Short problem A: List the conditions the monitoring guide recommends alerting on for request rate.
Short problem B: Summarize the monitoring guide in two sentences.
Short problem C: Extend the monitoring guide, starting after its final line.

This guide covers the established frameworks for answering that question, the mechanics of SLOs and error budgets, and the practical tradeoffs between histogram and summary metric types for latency measurement.
The RED Method
The RED method was created by Tom Wilkie (Grafana Labs) for monitoring request-driven services — which is most microservices. For every service, instrument three things:
Rate
The number of requests your service is handling per second.
# Total request rate
sum(rate(http_requests_total[5m]))
# Request rate by route
sum(rate(http_requests_total[5m])) by (route)
# Request rate by method
sum(rate(http_requests_total[5m])) by (method)Why it matters: A sudden drop in request rate means either your service is down, your load balancer is routing traffic elsewhere, or your upstream callers have stopped calling you. A spike means you are under unexpected load. Both are signals worth knowing about.
What to alert on:
- Request rate drops to zero (service is unreachable)
- Request rate exceeds capacity plan threshold (autoscaling trigger)
- Request rate deviates significantly from the same time last week (anomaly)
Errors
The number of requests that are failing, typically expressed as an error rate (percentage of total requests).
# Error rate as a ratio (0 to 1)
sum(rate(http_requests_total{status_code=~"5.."}[5m]))
/ sum(rate(http_requests_total[5m]))
# Error rate by route
sum(rate(http_requests_total{status_code=~"5.."}[5m])) by (route)
/ sum(rate(http_requests_total[5m])) by (route)
# Including client errors (4xx) for API correctness
sum(rate(http_requests_total{status_code=~"[45].."}[5m]))
/ sum(rate(http_requests_total[5m]))Important nuance: Not all 4xx responses are errors from the service's perspective. A 404 for a non-existent resource is expected behavior. A 400 for malformed input is the client's fault. However, a spike in 4xx responses might indicate a breaking API change you deployed. Track them separately:
# Server errors (your fault)
sum(rate(http_requests_total{status_code=~"5.."}[5m]))
# Client errors (their fault, but still worth monitoring)

Given data:

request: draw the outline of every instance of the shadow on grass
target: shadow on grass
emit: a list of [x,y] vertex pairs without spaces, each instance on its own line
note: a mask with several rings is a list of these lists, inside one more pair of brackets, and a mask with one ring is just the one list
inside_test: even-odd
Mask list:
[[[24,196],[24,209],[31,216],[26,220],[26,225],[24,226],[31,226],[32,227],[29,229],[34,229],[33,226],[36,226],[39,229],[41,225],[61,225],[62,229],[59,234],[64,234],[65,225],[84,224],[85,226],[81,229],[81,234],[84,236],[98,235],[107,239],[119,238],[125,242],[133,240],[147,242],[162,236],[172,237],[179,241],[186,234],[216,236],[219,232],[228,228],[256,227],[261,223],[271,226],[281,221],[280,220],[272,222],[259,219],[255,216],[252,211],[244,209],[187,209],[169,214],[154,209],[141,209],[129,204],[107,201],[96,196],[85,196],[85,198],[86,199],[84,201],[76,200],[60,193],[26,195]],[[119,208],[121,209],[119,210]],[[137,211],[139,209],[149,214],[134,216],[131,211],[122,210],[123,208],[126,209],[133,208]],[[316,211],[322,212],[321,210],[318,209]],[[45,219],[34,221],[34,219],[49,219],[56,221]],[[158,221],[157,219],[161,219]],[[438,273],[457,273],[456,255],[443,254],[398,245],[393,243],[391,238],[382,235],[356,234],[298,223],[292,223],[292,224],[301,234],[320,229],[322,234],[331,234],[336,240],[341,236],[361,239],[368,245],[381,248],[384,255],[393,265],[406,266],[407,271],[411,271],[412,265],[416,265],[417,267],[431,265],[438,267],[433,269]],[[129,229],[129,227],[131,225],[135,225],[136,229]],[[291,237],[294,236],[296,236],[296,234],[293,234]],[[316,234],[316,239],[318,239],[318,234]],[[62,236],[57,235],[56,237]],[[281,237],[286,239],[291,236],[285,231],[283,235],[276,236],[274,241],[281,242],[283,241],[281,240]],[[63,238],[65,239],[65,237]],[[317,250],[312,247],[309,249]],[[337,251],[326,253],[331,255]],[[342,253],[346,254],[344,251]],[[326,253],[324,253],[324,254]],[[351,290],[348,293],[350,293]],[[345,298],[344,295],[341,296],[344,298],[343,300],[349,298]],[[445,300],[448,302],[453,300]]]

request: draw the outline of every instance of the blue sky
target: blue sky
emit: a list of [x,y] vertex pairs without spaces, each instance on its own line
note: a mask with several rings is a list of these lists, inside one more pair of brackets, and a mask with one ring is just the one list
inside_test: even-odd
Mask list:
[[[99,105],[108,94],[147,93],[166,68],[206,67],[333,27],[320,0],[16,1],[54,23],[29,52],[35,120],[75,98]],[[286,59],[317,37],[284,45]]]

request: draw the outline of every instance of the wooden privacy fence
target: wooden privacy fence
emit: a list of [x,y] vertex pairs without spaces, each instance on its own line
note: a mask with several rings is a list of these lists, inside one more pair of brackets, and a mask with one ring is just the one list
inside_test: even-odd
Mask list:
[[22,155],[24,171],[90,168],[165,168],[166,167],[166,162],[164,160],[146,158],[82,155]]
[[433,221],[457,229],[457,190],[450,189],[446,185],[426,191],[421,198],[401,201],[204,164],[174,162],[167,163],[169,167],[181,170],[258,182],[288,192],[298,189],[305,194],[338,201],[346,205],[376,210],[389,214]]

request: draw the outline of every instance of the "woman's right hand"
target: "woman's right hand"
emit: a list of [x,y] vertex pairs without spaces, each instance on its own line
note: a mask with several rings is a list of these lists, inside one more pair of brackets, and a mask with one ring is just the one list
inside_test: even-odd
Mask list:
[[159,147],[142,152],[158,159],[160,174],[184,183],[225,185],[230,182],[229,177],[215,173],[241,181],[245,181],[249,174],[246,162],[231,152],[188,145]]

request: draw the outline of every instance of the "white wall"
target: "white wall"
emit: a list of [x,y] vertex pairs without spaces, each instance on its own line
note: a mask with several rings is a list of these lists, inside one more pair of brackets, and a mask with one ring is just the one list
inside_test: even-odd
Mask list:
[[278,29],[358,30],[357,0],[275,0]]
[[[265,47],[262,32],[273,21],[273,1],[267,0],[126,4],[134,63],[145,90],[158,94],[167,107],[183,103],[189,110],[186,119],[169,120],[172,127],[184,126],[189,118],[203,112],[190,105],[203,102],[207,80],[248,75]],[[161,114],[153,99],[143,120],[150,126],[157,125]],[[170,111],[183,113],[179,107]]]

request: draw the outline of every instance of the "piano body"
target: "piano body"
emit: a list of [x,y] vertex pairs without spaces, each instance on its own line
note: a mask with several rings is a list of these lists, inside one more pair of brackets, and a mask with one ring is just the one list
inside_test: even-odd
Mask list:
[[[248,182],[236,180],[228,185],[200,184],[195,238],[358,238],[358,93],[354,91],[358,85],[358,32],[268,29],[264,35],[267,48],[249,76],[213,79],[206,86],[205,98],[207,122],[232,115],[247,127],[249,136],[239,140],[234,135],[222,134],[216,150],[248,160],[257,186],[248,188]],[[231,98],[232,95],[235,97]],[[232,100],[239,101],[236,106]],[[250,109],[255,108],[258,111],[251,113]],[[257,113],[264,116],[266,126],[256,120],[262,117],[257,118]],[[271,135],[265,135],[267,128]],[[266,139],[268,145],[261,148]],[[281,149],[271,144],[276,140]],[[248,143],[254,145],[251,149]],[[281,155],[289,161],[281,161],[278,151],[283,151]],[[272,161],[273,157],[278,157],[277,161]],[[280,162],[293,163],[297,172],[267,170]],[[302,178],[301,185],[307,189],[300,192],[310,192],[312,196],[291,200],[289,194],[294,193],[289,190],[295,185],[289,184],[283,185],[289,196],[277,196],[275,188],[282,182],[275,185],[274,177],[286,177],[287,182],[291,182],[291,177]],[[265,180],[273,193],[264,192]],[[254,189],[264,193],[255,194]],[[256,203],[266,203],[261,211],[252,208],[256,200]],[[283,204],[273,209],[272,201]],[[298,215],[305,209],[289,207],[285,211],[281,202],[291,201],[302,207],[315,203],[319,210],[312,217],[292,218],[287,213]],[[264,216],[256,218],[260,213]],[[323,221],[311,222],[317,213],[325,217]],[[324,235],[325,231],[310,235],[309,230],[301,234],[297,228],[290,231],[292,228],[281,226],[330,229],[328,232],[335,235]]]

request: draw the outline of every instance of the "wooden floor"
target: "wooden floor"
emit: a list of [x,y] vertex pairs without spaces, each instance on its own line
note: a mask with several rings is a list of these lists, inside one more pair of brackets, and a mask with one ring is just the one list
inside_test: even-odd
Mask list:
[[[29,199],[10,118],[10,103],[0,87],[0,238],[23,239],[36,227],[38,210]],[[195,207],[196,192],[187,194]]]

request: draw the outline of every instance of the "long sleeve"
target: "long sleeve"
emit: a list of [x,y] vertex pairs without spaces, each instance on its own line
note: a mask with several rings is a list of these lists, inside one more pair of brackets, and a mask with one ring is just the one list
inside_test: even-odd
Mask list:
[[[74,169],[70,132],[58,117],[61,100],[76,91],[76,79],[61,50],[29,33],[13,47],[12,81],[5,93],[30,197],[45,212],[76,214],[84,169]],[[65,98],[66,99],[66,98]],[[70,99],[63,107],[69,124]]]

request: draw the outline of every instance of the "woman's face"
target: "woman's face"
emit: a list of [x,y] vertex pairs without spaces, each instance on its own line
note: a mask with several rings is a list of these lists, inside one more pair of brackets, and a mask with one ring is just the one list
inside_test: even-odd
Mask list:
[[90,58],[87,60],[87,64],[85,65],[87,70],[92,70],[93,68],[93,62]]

Expected output A:
- Request rate drops to zero (service is unreachable)
- Request rate exceeds capacity plan threshold (autoscaling trigger)
- Request rate deviates significantly from the same time last week (anomaly)

Expected output B: The guide introduces the RED method, created by Tom Wilkie of Grafana Labs for monitoring request-driven services, and shows queries for measuring a service's request rate and its error rate overall and by route or method. It explains why drops and spikes in request rate matter, lists request-rate conditions worth alerting on, and notes that not all 4xx responses are the service's errors, so client and server errors should be tracked separately.

Expected output C:
sum(rate(http_requests_total{status_code=~"4.."}[5m]))What to alert on:
- Server error rate above 1% for 5 minutes (warning)
- Server error rate above 5% for 5 minutes (critical)
- Error rate above SLO threshold (SLO burn rate alert)
Duration
The distribution of request latencies, typically measured at the 50th, 95th, and 99th percentiles.
# P50 — median latency (50% of requests are faster)
histogram_quantile(0.50,
sum(rate(http_request_duration_seconds_bucket[5m])) by (le))
# P95 — tail latency (5% of requests are slower)
histogram_quantile(0.95,
sum(rate(http_request_duration_seconds_bucket[5m])) by (le))
# P99 — extreme tail (1% of requests are slower)
histogram_quantile(0.99,
sum(rate(http_request_duration_seconds_bucket[5m])) by (le))
# Average (useful but hides the distribution)
sum(rate(http_request_duration_seconds_sum[5m]))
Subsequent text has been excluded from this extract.